- **Activity**
From the records, pick out and copy each line containing "below".

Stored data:
════

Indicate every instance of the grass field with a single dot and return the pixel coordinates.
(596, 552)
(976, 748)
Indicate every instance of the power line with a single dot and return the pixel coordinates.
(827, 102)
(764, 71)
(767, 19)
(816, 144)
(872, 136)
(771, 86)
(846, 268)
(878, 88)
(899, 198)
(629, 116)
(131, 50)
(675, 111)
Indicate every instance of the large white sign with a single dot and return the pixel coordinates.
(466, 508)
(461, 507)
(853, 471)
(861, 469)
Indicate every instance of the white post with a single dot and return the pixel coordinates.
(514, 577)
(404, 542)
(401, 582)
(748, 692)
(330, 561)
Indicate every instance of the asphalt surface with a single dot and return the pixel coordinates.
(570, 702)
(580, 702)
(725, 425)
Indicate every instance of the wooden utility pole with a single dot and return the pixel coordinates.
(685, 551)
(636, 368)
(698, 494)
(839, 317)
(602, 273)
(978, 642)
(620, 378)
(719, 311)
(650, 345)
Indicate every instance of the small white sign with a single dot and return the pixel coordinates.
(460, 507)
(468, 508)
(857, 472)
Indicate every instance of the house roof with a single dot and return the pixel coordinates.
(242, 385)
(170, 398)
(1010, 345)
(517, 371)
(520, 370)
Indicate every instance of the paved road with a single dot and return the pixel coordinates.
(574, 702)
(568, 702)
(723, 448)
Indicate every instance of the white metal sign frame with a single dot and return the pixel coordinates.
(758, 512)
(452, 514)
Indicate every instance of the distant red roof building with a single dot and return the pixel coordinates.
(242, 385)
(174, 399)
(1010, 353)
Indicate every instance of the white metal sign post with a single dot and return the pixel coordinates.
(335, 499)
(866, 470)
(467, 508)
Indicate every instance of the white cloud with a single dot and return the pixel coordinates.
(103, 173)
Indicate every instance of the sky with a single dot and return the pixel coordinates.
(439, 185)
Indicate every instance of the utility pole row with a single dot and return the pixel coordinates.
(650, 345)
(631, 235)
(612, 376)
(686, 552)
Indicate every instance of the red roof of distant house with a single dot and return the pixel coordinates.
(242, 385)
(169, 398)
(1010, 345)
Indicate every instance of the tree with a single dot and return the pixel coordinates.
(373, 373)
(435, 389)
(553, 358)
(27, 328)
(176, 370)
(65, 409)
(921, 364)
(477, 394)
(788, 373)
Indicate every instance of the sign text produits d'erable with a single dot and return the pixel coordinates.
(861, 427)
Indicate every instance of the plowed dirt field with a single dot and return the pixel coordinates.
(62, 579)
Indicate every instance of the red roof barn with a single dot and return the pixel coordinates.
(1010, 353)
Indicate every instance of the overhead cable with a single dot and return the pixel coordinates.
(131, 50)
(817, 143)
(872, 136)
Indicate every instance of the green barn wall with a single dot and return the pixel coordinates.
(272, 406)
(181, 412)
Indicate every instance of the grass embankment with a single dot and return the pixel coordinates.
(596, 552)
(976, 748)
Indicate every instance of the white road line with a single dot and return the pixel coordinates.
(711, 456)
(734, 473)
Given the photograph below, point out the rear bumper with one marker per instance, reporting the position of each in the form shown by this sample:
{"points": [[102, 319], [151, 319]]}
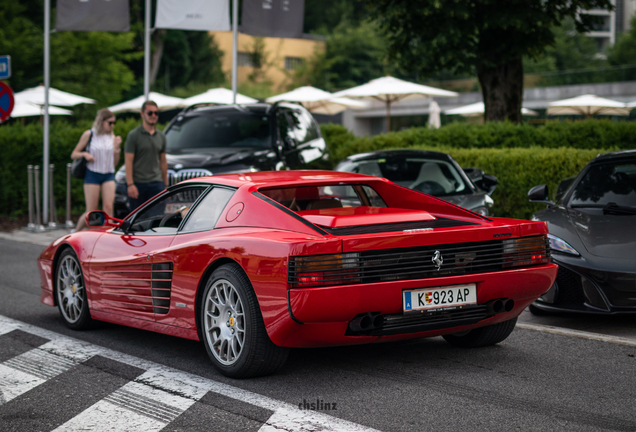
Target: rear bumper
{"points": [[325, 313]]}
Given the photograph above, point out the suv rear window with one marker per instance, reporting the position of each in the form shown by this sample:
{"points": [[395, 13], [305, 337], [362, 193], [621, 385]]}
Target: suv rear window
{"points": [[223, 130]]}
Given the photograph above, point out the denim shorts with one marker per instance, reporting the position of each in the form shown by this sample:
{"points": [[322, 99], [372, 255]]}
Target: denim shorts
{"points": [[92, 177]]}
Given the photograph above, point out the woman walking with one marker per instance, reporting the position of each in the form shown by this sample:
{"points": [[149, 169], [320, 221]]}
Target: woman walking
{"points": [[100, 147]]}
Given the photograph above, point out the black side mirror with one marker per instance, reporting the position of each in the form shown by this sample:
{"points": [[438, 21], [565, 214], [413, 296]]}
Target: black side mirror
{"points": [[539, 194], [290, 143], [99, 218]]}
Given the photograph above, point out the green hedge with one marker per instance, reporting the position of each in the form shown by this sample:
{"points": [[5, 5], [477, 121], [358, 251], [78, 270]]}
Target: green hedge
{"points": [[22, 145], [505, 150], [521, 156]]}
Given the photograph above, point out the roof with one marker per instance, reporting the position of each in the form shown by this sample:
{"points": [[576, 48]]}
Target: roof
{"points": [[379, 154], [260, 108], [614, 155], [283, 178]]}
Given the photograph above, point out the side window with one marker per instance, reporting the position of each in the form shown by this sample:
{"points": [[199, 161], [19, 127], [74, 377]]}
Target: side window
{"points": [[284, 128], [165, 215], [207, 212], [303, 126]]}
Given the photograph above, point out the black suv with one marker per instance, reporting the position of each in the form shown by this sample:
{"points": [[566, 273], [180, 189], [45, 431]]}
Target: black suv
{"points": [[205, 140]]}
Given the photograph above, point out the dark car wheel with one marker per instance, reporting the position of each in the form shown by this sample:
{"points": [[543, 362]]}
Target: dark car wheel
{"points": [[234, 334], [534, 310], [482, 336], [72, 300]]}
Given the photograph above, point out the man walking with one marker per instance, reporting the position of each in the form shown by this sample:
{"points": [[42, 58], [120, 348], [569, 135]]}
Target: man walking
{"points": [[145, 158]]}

════

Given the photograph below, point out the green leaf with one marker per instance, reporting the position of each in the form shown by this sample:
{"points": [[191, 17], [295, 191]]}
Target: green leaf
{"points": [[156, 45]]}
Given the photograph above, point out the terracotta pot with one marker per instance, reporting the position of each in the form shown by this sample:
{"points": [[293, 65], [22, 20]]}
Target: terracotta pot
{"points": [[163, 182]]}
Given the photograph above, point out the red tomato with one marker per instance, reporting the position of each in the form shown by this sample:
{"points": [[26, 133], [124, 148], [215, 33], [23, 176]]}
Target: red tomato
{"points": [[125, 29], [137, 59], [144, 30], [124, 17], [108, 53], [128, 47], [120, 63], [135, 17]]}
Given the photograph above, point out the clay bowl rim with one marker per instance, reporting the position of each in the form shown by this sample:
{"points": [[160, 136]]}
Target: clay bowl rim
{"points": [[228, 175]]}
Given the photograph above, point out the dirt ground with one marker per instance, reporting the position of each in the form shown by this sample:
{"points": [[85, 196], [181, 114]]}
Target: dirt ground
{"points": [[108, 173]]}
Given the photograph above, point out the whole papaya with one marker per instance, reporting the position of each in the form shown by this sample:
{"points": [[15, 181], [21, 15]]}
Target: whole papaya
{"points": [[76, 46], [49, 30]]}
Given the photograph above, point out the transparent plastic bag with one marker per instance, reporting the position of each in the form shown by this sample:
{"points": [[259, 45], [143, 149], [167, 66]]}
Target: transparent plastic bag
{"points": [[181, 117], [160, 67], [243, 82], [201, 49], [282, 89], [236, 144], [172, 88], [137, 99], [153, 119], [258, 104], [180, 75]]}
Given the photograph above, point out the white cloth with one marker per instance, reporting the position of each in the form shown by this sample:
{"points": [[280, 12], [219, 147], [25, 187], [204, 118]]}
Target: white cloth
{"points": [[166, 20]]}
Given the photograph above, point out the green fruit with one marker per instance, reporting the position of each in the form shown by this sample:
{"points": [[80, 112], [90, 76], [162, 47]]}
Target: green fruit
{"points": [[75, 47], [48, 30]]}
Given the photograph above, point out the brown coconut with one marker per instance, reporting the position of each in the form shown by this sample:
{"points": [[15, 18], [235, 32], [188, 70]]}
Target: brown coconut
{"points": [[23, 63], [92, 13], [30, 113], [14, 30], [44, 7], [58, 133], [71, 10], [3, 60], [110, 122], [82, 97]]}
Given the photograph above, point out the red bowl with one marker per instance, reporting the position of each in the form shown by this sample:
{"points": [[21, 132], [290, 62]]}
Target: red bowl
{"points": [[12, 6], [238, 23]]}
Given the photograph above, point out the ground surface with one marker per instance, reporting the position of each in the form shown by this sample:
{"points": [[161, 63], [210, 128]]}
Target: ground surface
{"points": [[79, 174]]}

════

- **Written response**
Given the photograph below, point out the rear bumper with one marker per instance, reporting the position of each in the form shown by this sample:
Given the photograph below, point out the green leaf with one marker per instance, reporting the position of each in the form shown by this sample:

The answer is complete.